PAGE:
On Thu, Feb 21, 2013 at 11:13:27PM -0500, Waiman Long wrote:
> On 02/21/2013 07:13 PM, Andi Kleen wrote:
> >Dave Chinner<david@fromorbit.com>  writes:
> >
> >>On Tue, Feb 19, 2013 at 01:50:55PM -0500, Waiman Long wrote:
> >>>It was found that the Oracle database software issues a lot of call
> >>>to the seq_path() kernel function which translates a (dentry, mnt)
> >>>pair to an absolute path. The seq_path() function will eventually
> >>>take the following two locks:
> >>Nobody should be doing reverse dentry-to-name lookups in a quantity
> >>sufficient for it to become a performance limiting factor. What is
> >>the Oracle DB actually using this path for?
> >Yes calling d_path frequently is usually a bug elsewhere.
> >Is that through /proc ?

GIVEN DATA:
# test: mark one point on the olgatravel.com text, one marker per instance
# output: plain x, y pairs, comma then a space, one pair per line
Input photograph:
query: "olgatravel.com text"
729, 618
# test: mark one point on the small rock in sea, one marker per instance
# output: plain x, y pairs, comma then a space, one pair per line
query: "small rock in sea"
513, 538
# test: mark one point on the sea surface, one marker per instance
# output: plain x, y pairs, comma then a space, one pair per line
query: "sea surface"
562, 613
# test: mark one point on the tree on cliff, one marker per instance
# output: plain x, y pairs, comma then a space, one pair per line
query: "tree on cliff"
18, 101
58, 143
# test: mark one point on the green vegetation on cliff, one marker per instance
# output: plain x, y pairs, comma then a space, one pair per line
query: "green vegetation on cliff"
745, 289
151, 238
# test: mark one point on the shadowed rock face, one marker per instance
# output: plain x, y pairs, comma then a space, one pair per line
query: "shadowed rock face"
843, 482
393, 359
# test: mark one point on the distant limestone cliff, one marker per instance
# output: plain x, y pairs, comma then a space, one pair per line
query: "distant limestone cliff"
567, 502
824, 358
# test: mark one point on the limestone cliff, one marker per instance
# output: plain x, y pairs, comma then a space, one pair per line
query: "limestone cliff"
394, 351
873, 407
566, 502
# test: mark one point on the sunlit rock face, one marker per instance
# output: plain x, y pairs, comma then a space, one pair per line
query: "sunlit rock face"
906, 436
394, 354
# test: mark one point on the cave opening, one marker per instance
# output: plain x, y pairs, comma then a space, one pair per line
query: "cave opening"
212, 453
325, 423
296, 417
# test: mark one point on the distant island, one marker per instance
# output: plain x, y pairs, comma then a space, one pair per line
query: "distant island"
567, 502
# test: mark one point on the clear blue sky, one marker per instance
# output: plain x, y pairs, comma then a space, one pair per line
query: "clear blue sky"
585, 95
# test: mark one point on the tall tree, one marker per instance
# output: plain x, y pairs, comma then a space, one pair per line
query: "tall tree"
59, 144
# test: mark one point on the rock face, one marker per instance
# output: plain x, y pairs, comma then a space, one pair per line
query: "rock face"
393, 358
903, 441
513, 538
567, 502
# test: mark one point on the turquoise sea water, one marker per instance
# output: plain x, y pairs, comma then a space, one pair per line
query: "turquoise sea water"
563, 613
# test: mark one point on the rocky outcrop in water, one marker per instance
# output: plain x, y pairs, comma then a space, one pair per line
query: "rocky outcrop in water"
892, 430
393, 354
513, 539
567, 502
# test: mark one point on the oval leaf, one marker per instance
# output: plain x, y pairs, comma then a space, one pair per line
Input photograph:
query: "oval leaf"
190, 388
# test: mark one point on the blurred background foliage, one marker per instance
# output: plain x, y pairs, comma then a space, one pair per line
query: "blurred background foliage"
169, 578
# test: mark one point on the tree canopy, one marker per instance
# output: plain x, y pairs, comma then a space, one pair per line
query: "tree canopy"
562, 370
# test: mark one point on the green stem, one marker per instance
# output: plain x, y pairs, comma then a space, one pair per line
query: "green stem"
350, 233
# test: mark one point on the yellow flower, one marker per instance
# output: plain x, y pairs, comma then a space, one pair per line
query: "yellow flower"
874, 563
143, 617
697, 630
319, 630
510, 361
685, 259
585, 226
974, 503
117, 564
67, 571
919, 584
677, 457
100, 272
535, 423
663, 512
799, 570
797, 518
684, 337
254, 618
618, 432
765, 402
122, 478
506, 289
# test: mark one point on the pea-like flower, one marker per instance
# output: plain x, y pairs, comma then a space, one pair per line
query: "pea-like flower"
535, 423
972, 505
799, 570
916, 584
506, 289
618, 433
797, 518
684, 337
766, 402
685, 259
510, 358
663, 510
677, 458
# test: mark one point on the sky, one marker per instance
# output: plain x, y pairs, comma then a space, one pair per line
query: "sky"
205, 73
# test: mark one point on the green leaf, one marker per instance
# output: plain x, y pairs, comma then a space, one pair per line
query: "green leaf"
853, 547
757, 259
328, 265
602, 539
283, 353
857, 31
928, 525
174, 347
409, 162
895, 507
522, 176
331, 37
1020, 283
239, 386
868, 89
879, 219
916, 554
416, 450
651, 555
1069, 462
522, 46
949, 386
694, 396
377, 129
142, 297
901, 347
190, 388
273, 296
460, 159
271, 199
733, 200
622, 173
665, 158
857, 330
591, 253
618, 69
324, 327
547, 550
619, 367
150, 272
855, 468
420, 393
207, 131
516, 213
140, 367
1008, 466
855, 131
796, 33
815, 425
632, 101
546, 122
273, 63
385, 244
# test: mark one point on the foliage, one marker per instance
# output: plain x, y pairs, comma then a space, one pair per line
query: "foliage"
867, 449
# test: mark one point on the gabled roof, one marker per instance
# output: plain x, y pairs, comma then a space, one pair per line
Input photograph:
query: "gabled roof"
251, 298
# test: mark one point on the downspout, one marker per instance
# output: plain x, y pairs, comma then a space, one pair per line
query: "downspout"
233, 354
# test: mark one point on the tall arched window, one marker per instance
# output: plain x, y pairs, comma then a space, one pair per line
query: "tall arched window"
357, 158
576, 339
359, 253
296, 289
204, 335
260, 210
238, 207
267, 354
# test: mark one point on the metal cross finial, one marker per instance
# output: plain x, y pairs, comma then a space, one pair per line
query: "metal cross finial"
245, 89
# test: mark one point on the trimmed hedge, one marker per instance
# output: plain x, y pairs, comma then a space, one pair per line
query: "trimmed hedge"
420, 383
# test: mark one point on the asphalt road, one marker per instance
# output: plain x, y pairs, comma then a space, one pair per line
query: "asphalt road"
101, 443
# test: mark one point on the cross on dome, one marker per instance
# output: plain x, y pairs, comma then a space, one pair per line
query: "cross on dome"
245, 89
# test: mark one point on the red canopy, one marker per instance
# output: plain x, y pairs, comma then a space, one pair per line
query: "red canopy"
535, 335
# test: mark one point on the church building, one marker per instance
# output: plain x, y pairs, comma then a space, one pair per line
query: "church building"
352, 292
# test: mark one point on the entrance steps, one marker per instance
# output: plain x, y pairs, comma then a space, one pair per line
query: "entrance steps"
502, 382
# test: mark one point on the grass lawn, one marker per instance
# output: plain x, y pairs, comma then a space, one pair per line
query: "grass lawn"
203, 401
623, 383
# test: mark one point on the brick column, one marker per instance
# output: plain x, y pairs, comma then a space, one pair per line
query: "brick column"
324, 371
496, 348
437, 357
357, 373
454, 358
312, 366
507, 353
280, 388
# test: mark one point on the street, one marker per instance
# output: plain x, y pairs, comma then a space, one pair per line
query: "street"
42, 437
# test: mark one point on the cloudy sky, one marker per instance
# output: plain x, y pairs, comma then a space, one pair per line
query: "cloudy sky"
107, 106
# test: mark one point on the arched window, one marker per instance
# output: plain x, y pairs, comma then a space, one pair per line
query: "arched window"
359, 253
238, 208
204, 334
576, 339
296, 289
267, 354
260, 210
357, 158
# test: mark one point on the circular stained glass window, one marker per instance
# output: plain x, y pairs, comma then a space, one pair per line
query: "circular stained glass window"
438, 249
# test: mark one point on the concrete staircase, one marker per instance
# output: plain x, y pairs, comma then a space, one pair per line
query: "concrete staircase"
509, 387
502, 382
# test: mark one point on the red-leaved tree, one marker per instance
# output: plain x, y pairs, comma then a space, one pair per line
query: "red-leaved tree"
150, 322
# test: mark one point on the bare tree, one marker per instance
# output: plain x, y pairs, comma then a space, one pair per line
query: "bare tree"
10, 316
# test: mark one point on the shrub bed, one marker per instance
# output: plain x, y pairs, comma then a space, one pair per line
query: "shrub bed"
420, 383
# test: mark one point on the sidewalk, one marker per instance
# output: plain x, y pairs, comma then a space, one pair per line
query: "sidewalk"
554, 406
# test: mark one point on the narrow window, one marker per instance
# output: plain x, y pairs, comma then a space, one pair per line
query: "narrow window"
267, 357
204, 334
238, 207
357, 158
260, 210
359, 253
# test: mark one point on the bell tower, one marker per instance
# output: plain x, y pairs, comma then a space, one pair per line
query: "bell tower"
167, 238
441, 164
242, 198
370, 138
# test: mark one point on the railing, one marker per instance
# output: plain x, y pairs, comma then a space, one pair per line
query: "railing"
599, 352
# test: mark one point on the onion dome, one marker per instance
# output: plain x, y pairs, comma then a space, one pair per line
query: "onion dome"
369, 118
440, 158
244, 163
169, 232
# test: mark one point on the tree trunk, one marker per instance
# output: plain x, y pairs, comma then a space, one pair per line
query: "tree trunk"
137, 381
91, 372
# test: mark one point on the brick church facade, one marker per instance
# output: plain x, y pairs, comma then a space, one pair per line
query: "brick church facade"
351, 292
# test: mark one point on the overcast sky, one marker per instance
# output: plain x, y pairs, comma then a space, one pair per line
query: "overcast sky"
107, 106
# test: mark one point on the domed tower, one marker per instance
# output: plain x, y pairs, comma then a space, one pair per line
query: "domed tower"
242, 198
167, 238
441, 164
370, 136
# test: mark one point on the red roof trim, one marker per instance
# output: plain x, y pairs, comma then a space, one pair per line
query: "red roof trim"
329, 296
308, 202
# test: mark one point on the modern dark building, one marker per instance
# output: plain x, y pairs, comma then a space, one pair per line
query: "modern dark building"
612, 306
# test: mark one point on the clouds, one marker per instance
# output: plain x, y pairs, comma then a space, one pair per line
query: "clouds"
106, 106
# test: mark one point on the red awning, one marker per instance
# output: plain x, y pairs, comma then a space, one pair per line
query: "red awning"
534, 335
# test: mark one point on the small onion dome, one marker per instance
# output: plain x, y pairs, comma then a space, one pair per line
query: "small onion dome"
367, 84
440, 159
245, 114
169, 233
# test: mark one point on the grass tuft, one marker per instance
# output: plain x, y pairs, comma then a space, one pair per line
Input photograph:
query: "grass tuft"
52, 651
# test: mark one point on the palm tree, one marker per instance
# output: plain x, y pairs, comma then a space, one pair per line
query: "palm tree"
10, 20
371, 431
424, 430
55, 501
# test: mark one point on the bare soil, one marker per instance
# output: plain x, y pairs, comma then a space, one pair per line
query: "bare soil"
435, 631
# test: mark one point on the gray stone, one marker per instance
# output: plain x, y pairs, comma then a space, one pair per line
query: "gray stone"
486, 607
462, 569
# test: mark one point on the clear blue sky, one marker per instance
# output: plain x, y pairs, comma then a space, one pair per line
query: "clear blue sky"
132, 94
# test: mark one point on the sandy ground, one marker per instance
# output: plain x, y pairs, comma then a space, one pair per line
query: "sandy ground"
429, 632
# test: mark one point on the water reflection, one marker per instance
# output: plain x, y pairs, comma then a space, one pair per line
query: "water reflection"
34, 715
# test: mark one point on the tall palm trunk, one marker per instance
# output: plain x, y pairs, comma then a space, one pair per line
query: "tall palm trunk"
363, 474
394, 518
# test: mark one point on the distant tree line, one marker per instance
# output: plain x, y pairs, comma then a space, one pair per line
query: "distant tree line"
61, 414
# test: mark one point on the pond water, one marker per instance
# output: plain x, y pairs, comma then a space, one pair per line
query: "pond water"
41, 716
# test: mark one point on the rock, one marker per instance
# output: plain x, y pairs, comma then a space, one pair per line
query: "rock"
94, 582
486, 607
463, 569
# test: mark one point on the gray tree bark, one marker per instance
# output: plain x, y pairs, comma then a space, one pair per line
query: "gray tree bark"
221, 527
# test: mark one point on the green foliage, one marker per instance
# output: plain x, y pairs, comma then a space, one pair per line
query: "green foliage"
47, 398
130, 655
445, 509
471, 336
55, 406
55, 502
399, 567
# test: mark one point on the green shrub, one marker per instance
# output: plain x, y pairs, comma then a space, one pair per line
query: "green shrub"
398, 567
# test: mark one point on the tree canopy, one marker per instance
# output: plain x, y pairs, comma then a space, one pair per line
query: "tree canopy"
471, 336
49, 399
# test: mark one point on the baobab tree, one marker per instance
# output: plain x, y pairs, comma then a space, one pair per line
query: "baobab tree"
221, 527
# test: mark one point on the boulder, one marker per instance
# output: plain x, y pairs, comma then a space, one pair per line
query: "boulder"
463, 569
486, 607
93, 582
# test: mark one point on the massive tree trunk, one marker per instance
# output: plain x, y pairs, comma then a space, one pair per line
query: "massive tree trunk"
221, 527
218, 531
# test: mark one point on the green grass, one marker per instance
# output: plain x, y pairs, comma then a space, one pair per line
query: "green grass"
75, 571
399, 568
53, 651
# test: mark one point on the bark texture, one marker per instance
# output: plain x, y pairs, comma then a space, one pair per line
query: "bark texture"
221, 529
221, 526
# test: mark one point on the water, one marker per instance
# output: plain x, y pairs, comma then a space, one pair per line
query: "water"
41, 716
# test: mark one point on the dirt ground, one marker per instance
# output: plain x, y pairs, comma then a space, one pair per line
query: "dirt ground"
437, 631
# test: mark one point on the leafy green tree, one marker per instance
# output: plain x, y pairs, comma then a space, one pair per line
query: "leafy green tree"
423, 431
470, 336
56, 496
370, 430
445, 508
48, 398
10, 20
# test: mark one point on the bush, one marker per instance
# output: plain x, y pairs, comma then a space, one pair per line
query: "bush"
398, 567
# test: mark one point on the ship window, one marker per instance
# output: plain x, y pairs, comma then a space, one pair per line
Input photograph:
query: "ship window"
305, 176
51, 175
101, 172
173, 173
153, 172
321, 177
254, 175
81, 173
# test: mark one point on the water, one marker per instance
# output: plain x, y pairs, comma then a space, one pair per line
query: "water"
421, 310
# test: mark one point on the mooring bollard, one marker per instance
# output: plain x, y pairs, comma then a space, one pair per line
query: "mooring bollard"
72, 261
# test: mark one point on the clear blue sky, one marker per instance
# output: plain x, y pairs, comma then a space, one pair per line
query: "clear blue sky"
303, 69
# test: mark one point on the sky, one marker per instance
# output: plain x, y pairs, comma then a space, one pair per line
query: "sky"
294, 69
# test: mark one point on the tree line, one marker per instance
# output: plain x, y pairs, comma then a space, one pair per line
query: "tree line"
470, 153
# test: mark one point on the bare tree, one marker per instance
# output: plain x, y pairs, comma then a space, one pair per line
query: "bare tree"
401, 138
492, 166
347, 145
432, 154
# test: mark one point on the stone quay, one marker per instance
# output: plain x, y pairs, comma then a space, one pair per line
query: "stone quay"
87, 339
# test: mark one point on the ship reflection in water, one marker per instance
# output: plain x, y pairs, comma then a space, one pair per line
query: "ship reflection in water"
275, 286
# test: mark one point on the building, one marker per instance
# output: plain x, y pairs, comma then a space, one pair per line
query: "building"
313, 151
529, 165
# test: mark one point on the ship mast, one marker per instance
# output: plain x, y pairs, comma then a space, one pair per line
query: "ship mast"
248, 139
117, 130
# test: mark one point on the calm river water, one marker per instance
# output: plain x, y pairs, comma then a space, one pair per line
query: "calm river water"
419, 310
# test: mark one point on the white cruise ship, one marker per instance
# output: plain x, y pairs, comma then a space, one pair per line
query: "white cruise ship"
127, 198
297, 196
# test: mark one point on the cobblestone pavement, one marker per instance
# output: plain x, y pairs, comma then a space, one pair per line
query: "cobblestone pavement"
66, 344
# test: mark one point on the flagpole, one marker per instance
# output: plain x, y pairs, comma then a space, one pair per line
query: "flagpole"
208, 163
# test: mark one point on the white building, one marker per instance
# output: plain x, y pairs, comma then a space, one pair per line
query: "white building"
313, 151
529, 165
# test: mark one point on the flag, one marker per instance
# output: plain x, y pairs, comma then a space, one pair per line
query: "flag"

SET EXERCISE:
Pick up the mailing-list thread about seq_path() lock contention right after its last quoted line and keep writing it.

RESPONSE TO THE TASK:
> >
> >-Andi
> >
> >
> A sample strace of Oracle indicates that it opens a lot of /proc
> filesystem files such as the stat, maps, etc many times while
> running. Oracle has a very detailed system performance reporting
> infrastructure in place to report almost all aspect of system
> performance through its AWR reporting tool or the browser-base
> enterprise manager. Maybe that is the reason why it is hitting this
> performance bottleneck.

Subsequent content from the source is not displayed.